Work to complete:
Reproduce all the entries exactly and keep the pictures out.

Natural language region descriptions
--------------------------------

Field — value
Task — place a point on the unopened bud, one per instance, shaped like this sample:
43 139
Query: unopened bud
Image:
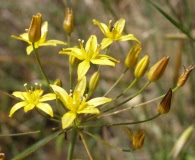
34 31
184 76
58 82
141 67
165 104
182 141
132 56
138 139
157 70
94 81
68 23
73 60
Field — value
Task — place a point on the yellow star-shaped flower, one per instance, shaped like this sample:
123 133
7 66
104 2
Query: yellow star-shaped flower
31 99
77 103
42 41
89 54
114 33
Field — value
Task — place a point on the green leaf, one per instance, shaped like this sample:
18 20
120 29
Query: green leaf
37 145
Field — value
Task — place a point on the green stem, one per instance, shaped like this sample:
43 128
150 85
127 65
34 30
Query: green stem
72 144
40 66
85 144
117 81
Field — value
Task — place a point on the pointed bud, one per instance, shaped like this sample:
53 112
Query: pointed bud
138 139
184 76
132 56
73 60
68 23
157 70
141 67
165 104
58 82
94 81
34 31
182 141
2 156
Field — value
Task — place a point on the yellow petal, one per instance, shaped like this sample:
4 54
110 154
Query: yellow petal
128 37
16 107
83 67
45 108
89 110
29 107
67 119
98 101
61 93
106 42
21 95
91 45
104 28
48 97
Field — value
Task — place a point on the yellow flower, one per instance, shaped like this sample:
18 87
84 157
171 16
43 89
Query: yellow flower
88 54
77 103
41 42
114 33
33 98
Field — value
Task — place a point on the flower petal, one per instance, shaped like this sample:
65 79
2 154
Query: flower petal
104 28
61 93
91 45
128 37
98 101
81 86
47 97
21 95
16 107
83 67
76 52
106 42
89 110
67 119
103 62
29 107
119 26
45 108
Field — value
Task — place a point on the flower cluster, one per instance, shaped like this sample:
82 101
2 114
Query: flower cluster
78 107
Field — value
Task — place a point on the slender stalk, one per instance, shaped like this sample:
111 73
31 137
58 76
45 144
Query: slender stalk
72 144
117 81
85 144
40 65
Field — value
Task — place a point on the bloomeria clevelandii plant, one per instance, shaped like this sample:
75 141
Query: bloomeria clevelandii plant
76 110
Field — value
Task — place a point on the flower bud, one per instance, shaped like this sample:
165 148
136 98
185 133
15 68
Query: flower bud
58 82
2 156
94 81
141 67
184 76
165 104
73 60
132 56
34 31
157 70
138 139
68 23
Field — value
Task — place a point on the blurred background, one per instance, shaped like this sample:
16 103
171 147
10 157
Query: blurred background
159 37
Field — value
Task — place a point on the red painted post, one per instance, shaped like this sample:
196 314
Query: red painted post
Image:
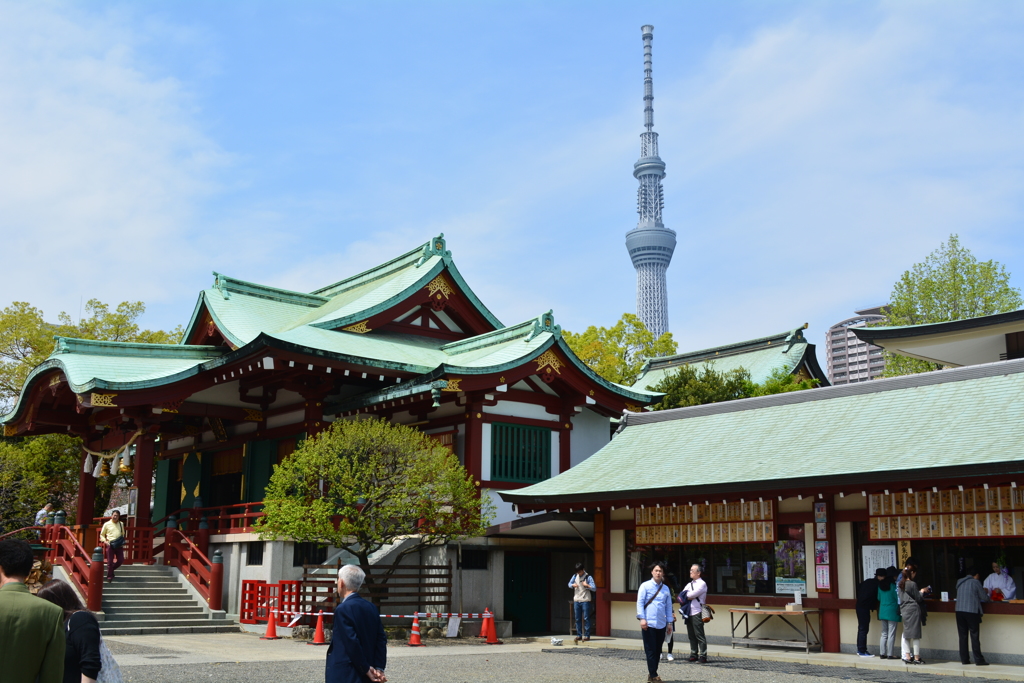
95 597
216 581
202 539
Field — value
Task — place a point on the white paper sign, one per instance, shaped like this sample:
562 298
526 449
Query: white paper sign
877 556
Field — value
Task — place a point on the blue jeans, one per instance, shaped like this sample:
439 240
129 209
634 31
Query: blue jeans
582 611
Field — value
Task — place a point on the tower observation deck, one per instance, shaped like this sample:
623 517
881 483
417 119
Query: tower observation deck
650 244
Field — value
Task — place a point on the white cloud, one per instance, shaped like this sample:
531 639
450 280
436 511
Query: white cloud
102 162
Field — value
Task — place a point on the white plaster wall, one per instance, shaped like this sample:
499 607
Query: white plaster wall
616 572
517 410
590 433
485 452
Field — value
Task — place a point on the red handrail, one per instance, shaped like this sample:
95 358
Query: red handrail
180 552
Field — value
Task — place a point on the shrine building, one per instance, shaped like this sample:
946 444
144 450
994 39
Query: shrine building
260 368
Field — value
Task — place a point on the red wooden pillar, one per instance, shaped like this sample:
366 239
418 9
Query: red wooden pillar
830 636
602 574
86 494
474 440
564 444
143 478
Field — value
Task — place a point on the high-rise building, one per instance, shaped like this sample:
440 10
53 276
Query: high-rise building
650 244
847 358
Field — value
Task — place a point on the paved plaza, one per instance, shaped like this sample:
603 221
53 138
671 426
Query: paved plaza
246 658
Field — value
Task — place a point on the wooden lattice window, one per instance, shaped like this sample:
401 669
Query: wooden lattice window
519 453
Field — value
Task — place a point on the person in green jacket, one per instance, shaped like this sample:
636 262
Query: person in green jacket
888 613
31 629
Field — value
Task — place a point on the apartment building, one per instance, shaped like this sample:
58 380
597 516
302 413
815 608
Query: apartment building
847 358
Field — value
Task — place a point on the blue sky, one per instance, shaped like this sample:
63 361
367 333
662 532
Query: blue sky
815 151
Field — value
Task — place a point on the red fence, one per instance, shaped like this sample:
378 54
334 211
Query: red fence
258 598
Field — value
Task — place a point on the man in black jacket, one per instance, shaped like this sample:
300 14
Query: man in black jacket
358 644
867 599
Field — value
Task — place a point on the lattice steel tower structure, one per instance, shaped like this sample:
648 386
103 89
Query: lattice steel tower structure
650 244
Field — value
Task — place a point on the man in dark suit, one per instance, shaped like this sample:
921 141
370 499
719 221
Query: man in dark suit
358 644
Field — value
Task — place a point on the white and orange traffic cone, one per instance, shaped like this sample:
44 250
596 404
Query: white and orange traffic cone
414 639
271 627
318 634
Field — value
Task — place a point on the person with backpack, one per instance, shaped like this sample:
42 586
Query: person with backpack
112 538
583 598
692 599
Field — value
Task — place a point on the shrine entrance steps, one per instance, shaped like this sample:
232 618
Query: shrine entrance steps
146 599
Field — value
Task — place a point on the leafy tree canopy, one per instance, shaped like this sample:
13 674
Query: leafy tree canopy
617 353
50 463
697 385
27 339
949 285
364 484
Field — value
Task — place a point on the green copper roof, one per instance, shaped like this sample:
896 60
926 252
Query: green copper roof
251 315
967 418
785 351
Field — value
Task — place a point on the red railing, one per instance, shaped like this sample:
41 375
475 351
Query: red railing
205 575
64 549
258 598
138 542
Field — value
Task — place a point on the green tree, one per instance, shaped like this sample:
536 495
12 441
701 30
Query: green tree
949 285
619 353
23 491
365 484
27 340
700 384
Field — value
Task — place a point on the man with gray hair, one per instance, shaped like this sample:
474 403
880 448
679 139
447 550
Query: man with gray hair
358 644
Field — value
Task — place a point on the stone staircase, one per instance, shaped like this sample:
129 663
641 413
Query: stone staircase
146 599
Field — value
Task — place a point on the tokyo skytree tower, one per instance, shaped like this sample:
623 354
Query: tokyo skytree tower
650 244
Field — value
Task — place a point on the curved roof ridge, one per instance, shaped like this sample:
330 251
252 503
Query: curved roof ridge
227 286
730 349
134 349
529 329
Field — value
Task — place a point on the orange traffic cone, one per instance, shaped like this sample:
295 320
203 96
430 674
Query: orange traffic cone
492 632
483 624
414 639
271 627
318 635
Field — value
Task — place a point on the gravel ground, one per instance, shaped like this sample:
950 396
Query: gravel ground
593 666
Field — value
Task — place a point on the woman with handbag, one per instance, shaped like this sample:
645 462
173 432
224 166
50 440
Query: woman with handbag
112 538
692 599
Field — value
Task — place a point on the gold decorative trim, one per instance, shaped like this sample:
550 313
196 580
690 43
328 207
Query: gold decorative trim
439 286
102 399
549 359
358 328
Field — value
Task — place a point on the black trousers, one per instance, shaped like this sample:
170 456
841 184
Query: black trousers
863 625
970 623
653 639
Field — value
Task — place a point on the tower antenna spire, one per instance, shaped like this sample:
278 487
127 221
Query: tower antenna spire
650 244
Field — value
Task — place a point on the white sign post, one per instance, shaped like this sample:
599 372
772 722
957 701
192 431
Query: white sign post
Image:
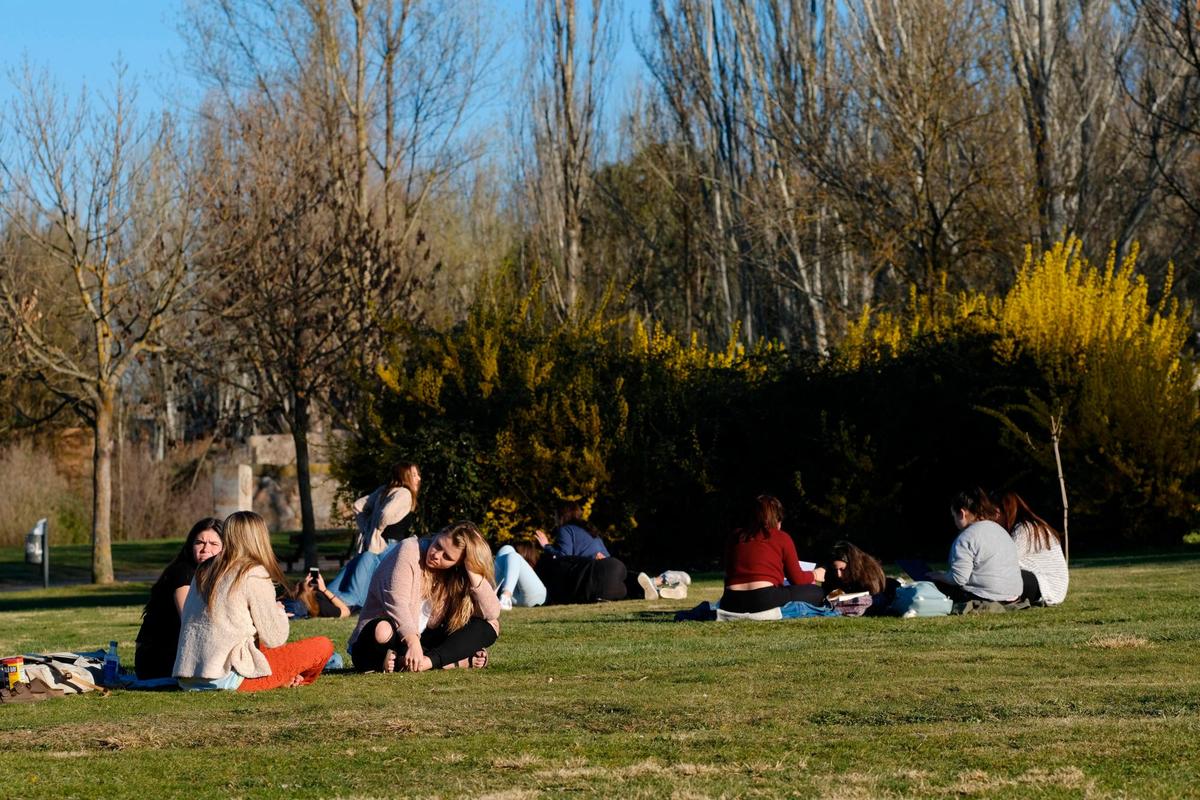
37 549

--------------------------------

Answer space:
Field — value
Task — place a point on the unopened bud, one per instance, shaped like this sample:
43 139
Query: unopened bud
Image:
34 31
184 76
58 82
141 67
165 104
182 141
132 56
138 139
157 70
94 81
68 23
73 60
Field — value
Task — place a point on the yellow star-shaped flower, one per instance, shaped like this sample:
123 133
7 66
104 2
Query: yellow star-shaped flower
31 99
77 103
42 41
89 54
114 33
Field — value
Task — place a point on the green leaf, one per instance, shaped like this sample:
18 20
120 29
Query: green leaf
37 145
Field — value
Task — place a point on the green stem, one per instance, shaped like this sample:
43 128
150 85
127 65
34 30
Query: green stem
72 144
40 66
85 144
117 81
Field — value
Task — place a point on the pointed bud, one per instance, shaped like this sample:
53 112
Query: pointed bud
138 139
184 76
132 56
73 60
68 23
157 70
141 67
165 104
58 82
94 81
34 31
182 141
2 156
Field — value
Task — place a point on the yellow petal, one per instance, shaped like this sample:
4 54
110 154
Query: yellow petal
128 37
16 107
83 67
45 108
89 110
29 107
67 119
98 101
61 93
106 42
21 95
91 45
104 28
48 97
Field — value
Task — place a point on the yellow flower, one per instance, shaped like this sample:
18 87
84 157
171 16
43 89
Query: yellow flower
88 54
77 103
41 42
114 33
33 98
Field — value
Task — place a point on the flower petal, one per instance, shaped like this sample:
65 79
2 154
Query: flower petal
104 28
61 93
91 45
128 37
98 101
81 86
47 97
21 95
16 107
83 67
76 52
106 42
89 110
67 119
103 62
29 107
119 26
45 108
Field — value
Task — place a point on the flower cluster, one per instance, shaped like this sample:
82 101
2 114
Query: flower cluster
78 107
Field — value
Task — place a point on the slender stalk, one per instance, shaped like this sample:
111 73
31 137
58 76
45 144
Query: slender stalk
72 144
117 81
85 144
40 65
Field — value
Task — place a point on the bloomeria clevelandii plant, one per instance, shaped like this sample:
75 141
Query: bloomeria clevelandii plant
76 110
Field — value
Task — place a point on the flower bud, one per instance, shaped like this sample:
165 148
136 98
185 133
15 68
Query: flower bud
58 82
2 156
94 81
141 67
184 76
165 104
73 60
132 56
34 31
157 70
138 139
68 23
Field — value
Task — place a point on the blurred background, one per instance, shaped like this sample:
16 103
171 147
10 157
Query: blurred background
159 37
Field — value
Task — place a point on the red painted post, one per instance, shaped like this sample:
196 314
Query: red painted post
Image:
95 597
216 581
202 539
Field — value
Task — place a point on the white paper sign, one per instance, shaped like this sample:
562 298
526 449
Query: white paper sign
877 556
Field — value
Task — place a point on the blue jeans, one per instance, shaped like this sample:
439 240
129 209
634 31
Query: blue jeans
582 611
Field — value
Task — place a point on the tower observation deck, one per instance, shaped like this sample:
623 517
881 483
417 119
Query: tower observation deck
650 244
Field — value
Task — place a point on the white cloud, one per instance, shaped like this sample:
531 639
450 280
436 511
Query: white cloud
102 162
Field — value
Task — place a point on the white plaster wall, one per instance, shaped like this sample:
499 607
Query: white plaster wall
616 572
517 410
590 433
485 452
Field — value
Task — place a point on the red handrail, one per instance, shaped like this sample:
95 358
Query: red handrail
180 552
Field — value
Task — place a point on the shrine building, one per instance, shaped like this sample:
946 444
144 450
994 39
Query: shrine building
260 368
Field — value
Task — place a point on the red wooden pillar, one per instance, shaped like this sample:
366 239
418 9
Query: red wooden pillar
830 636
602 574
86 494
474 440
564 444
143 478
Field — value
Task — place a point on the high-rise building, one per instance, shaped like this sample:
440 10
53 276
Query: high-rise building
650 244
847 358
Field — value
Task — place a point on the paved plaza, one per instance, shaped like this sample:
603 221
53 138
671 426
Query: paved plaza
246 658
Field — value
Task — place a point on the wooden lattice window, one per instance, shaped like this sample:
401 669
Query: wooden lattice window
519 453
Field — value
Task — place a point on the person in green jacket, one per instance, shaped like this sample:
636 262
Query: person in green jacket
888 613
31 629
Field — value
Task — place a point on the apartment building, one per instance, shaped like this sample:
58 380
597 516
302 413
815 608
Query: apartment building
847 358
Field — value
Task — place a point on the blue sky, one per instance, shaped like this sample:
63 361
367 333
662 532
Query: blue sky
815 151
Field — value
Task — place a point on the red fence, one per instance, shaped like this sample:
378 54
334 211
Query: red fence
258 598
Field — value
Task — place a point on the man in black jacket, one per instance, shaped like this sample:
300 14
Query: man in black jacket
358 644
867 599
Field — value
Task — place a point on the lattice steel tower structure, one per instance, shaped like this sample:
648 386
103 89
Query: lattice steel tower structure
650 244
Field — value
Task — place a point on the man in dark suit, one per instance, shaped like this sample:
921 141
370 499
719 221
Query: man in dark suit
358 644
Field — value
Task — place a point on the white and orange traffic cone, one per instance, shaped like this sample:
44 250
596 404
Query: white and orange traffic cone
414 639
271 627
318 634
Field — value
Task — place a point on the person with backpack, one per instance, shaped like this sample:
42 586
Query: person with backpack
112 538
583 598
692 599
Field — value
Task — place a point on the shrine entrance steps, one per instance, shaped like this sample:
232 618
Query: shrine entrance steps
146 599
Field — value
Task — place a point on the leafy tree canopy, one per instance, shaped like this sample:
13 674
Query: leafy tree canopy
617 353
50 463
697 385
27 339
949 285
364 484
Field — value
Task — place a point on the green copper roof, one per instance, shaped like this sample:
896 60
926 252
Query: green copper roof
251 315
967 418
785 351
Field — value
Task — place a point on the red railing, one per instance, shaped like this sample:
41 375
475 351
Query: red railing
205 575
64 549
258 598
138 542
Field — value
Task — place a point on the green tree, one per instance, shaped like this sample:
536 495
12 441
701 30
Query: green tree
949 285
619 353
23 491
365 484
27 340
700 384
Field — value
Task — place a point on the man with gray hair, one per instance, shaped like this sample:
474 403
880 448
679 139
447 550
Query: man with gray hair
358 644
Field — value
Task — place a point on the stone staircase, one per instance, shaped like this sample:
129 663
641 413
Query: stone staircase
146 599
Field — value
Task — place a point on the tokyo skytree tower, one per instance, shaped like this sample:
623 354
Query: tokyo skytree tower
650 244
Field — value
Task — place a point on the curved roof ridge, one per instance, shaped like this sample:
330 251
252 503
Query: curved roof ridge
227 286
730 349
134 349
529 329
Field — value
Task — place a point on the orange traffic cone, one per instance, shaped like this sample:
295 320
203 96
430 674
Query: orange traffic cone
492 632
483 624
414 639
271 627
318 635
Field — value
Task — place a point on the gravel ground, one per instance, shaped like this sample:
950 396
Query: gravel ground
593 666
Field — value
Task — place a point on the woman with handbag, one per instance, shaped like this sample:
645 462
173 432
224 166
50 440
Query: woman with handbag
112 538
692 599
Field — value
Task — place a point on the gold decorative trim, one per instance, shaped like this sample:
550 313
196 580
690 43
328 207
Query: gold decorative trim
439 286
102 399
549 359
358 328
Field — value
Task — place a point on the black trousers, one per instance, shaped like this sample:
170 456
841 184
Query: black trousers
863 625
970 623
653 639
Field — value
Task — place a point on the tower antenna spire, one per instance, shaped like this sample:
278 487
127 221
Query: tower antenna spire
650 244
Field — value
Task — place a point on the white sign post, one per instance, shaped like this sample:
599 372
772 722
957 701
192 431
Query: white sign post
Image:
37 549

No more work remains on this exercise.